** Start of Raw data **
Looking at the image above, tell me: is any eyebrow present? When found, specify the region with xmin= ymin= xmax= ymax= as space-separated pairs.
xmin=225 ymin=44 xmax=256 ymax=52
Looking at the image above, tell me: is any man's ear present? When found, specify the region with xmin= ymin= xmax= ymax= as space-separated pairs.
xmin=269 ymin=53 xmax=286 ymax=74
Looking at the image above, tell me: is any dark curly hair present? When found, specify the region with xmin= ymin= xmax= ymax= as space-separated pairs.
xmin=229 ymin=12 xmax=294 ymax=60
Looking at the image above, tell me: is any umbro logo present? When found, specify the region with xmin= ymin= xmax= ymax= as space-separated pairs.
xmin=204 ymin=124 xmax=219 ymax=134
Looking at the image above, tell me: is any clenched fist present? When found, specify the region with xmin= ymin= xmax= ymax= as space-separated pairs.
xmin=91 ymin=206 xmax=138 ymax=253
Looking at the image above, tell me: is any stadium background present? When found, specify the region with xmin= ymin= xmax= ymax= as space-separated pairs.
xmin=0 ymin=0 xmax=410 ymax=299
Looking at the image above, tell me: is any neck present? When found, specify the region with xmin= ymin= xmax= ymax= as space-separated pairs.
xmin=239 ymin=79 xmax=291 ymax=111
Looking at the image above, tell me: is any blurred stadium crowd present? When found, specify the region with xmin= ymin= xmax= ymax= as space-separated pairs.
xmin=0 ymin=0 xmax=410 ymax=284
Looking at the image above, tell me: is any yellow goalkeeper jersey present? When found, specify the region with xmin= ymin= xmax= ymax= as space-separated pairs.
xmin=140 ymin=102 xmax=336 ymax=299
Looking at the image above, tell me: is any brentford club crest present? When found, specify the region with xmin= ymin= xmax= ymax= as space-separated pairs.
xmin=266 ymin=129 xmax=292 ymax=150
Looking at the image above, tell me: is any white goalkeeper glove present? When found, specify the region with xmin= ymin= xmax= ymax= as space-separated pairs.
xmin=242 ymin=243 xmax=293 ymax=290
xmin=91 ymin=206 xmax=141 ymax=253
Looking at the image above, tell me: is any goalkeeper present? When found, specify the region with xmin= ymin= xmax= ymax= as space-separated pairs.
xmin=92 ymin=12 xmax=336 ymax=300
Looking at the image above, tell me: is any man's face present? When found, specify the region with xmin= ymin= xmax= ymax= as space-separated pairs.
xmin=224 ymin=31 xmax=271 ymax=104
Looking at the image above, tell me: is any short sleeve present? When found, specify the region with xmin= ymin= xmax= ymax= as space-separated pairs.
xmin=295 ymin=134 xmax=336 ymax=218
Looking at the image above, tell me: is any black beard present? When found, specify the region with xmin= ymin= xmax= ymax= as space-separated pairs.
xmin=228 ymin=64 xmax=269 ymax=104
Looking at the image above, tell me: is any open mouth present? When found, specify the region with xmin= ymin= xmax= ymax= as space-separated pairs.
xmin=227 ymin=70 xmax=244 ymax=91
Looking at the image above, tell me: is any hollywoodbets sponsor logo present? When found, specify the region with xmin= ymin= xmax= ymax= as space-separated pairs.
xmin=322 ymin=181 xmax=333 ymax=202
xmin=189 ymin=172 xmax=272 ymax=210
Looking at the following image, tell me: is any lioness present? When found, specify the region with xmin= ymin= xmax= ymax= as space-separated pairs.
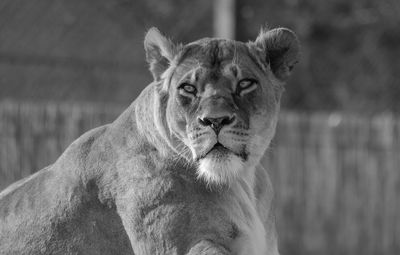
xmin=0 ymin=28 xmax=299 ymax=255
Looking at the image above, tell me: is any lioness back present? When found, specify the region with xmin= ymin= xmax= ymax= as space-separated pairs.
xmin=0 ymin=28 xmax=299 ymax=255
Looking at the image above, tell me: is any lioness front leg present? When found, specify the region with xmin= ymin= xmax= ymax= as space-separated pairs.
xmin=187 ymin=240 xmax=230 ymax=255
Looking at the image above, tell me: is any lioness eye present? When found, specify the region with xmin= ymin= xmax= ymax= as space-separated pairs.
xmin=237 ymin=79 xmax=257 ymax=95
xmin=179 ymin=83 xmax=197 ymax=95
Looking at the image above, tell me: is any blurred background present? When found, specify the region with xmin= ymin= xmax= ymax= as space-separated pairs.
xmin=0 ymin=0 xmax=400 ymax=255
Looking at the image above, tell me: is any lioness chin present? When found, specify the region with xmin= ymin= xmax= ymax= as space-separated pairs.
xmin=0 ymin=28 xmax=299 ymax=255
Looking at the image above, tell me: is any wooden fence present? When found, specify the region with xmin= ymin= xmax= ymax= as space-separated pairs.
xmin=0 ymin=102 xmax=400 ymax=255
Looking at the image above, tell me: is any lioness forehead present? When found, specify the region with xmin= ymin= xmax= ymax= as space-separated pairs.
xmin=177 ymin=38 xmax=260 ymax=72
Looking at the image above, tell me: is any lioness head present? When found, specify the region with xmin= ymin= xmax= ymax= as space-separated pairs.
xmin=145 ymin=28 xmax=299 ymax=185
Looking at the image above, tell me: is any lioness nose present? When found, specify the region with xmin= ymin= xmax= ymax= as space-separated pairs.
xmin=199 ymin=115 xmax=235 ymax=134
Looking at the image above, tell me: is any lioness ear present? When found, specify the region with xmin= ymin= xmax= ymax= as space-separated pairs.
xmin=144 ymin=27 xmax=177 ymax=81
xmin=254 ymin=28 xmax=300 ymax=81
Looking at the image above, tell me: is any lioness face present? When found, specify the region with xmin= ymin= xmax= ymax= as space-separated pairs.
xmin=145 ymin=27 xmax=295 ymax=184
xmin=168 ymin=39 xmax=282 ymax=183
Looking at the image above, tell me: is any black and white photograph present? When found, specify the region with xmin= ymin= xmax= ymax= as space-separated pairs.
xmin=0 ymin=0 xmax=400 ymax=255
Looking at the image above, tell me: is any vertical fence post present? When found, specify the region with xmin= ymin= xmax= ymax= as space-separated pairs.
xmin=214 ymin=0 xmax=236 ymax=39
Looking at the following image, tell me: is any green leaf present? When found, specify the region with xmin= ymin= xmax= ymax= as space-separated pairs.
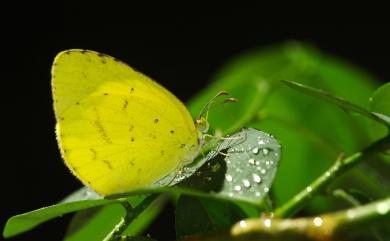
xmin=189 ymin=73 xmax=270 ymax=134
xmin=64 ymin=205 xmax=125 ymax=241
xmin=282 ymin=80 xmax=390 ymax=126
xmin=370 ymin=83 xmax=390 ymax=138
xmin=112 ymin=128 xmax=281 ymax=205
xmin=65 ymin=196 xmax=157 ymax=241
xmin=199 ymin=198 xmax=247 ymax=230
xmin=3 ymin=199 xmax=119 ymax=238
xmin=175 ymin=195 xmax=213 ymax=239
xmin=179 ymin=128 xmax=280 ymax=205
xmin=189 ymin=42 xmax=385 ymax=207
xmin=124 ymin=195 xmax=167 ymax=236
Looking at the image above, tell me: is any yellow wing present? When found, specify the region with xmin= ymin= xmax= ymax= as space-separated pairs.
xmin=52 ymin=49 xmax=199 ymax=195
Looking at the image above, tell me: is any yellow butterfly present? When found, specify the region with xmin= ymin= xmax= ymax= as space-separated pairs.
xmin=51 ymin=49 xmax=208 ymax=196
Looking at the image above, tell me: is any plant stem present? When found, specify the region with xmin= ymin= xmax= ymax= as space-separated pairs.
xmin=103 ymin=199 xmax=134 ymax=241
xmin=275 ymin=135 xmax=390 ymax=217
xmin=103 ymin=194 xmax=159 ymax=241
xmin=188 ymin=197 xmax=390 ymax=241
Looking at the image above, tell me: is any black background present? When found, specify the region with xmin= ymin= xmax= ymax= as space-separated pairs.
xmin=0 ymin=5 xmax=390 ymax=240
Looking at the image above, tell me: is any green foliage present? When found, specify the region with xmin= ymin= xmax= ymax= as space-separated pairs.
xmin=3 ymin=42 xmax=390 ymax=241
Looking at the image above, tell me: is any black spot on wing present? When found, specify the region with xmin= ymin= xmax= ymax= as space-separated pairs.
xmin=89 ymin=148 xmax=97 ymax=160
xmin=102 ymin=160 xmax=112 ymax=170
xmin=122 ymin=99 xmax=129 ymax=110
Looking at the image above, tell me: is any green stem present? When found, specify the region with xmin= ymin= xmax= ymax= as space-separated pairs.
xmin=275 ymin=136 xmax=390 ymax=217
xmin=103 ymin=194 xmax=159 ymax=241
xmin=192 ymin=197 xmax=390 ymax=241
xmin=103 ymin=199 xmax=134 ymax=241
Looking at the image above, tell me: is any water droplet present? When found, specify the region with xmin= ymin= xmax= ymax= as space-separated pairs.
xmin=347 ymin=209 xmax=356 ymax=219
xmin=240 ymin=220 xmax=248 ymax=228
xmin=257 ymin=140 xmax=265 ymax=145
xmin=313 ymin=217 xmax=323 ymax=227
xmin=376 ymin=203 xmax=390 ymax=215
xmin=211 ymin=162 xmax=221 ymax=172
xmin=225 ymin=174 xmax=233 ymax=182
xmin=242 ymin=179 xmax=251 ymax=188
xmin=264 ymin=218 xmax=272 ymax=228
xmin=252 ymin=173 xmax=261 ymax=183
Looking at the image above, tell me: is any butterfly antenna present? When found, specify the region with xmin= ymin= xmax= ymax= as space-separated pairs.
xmin=195 ymin=91 xmax=237 ymax=133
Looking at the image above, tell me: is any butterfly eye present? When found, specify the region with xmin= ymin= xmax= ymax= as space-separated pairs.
xmin=195 ymin=116 xmax=209 ymax=133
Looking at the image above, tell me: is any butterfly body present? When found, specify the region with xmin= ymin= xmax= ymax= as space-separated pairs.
xmin=52 ymin=49 xmax=201 ymax=195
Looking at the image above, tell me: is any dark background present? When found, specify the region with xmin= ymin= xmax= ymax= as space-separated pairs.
xmin=0 ymin=6 xmax=390 ymax=240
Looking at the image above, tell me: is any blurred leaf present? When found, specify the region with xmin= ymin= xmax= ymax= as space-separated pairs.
xmin=175 ymin=195 xmax=214 ymax=239
xmin=113 ymin=128 xmax=281 ymax=205
xmin=189 ymin=42 xmax=380 ymax=207
xmin=370 ymin=83 xmax=390 ymax=139
xmin=199 ymin=198 xmax=247 ymax=230
xmin=333 ymin=189 xmax=390 ymax=241
xmin=3 ymin=199 xmax=119 ymax=238
xmin=124 ymin=195 xmax=167 ymax=236
xmin=65 ymin=196 xmax=157 ymax=241
xmin=175 ymin=195 xmax=246 ymax=239
xmin=282 ymin=80 xmax=390 ymax=126
xmin=179 ymin=128 xmax=281 ymax=205
xmin=64 ymin=205 xmax=125 ymax=241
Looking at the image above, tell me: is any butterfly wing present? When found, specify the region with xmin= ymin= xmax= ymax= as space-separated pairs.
xmin=52 ymin=50 xmax=199 ymax=195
** End of Raw data **
* [What is being asked]
Update the stretch of entries from the line containing "Looking at the image above, tell me: is any neck" through the line containing "xmin=227 ymin=70 xmax=244 ymax=91", replacing "goalkeeper" with "keeper" and leaving everything else unchanged. Return only those lines.

* [Answer to this exercise]
Looking at the image above, tell me: is any neck present? When found, specify the region with xmin= ymin= xmax= ymax= as space-separated pairs.
xmin=239 ymin=79 xmax=291 ymax=111
Looking at the image above, tell me: is any blurred stadium crowd present? When found, specify the region with xmin= ymin= xmax= ymax= as space-separated pairs.
xmin=0 ymin=0 xmax=410 ymax=284
Looking at the image above, tell me: is any yellow keeper jersey present? When found, specify the region with xmin= ymin= xmax= ymax= as space-separated pairs.
xmin=140 ymin=102 xmax=336 ymax=299
Looking at the image above, tell me: is any brentford club crest present? When found, specify the region with xmin= ymin= xmax= ymax= as space-separated pairs.
xmin=266 ymin=129 xmax=292 ymax=150
Looking at the image above, tell me: is any white keeper glove present? When found, specify the region with xmin= ymin= xmax= ymax= as space-separated pairs.
xmin=242 ymin=243 xmax=293 ymax=290
xmin=91 ymin=206 xmax=141 ymax=253
Looking at the image above, tell me: is any keeper present? When found, specify the region with xmin= ymin= xmax= ymax= as space-separated pairs.
xmin=92 ymin=12 xmax=336 ymax=300
Looking at the image above, tell me: is any man's face present? When found, specify the region with xmin= ymin= xmax= ymax= as space-separated pairs.
xmin=224 ymin=31 xmax=271 ymax=104
Looking at the image above, tell me: is any short sleeve present? When found, specify the region with xmin= ymin= xmax= ymax= as space-separated pairs.
xmin=295 ymin=134 xmax=336 ymax=218
Looking at the image above, tell me: is any black beard present? When found, specify the region with xmin= ymin= xmax= ymax= as space-separated pairs.
xmin=228 ymin=64 xmax=269 ymax=104
Looking at the image above, tell me: is any open mouth present? When found, specify the region with xmin= ymin= xmax= ymax= as space-separated pairs.
xmin=227 ymin=70 xmax=244 ymax=91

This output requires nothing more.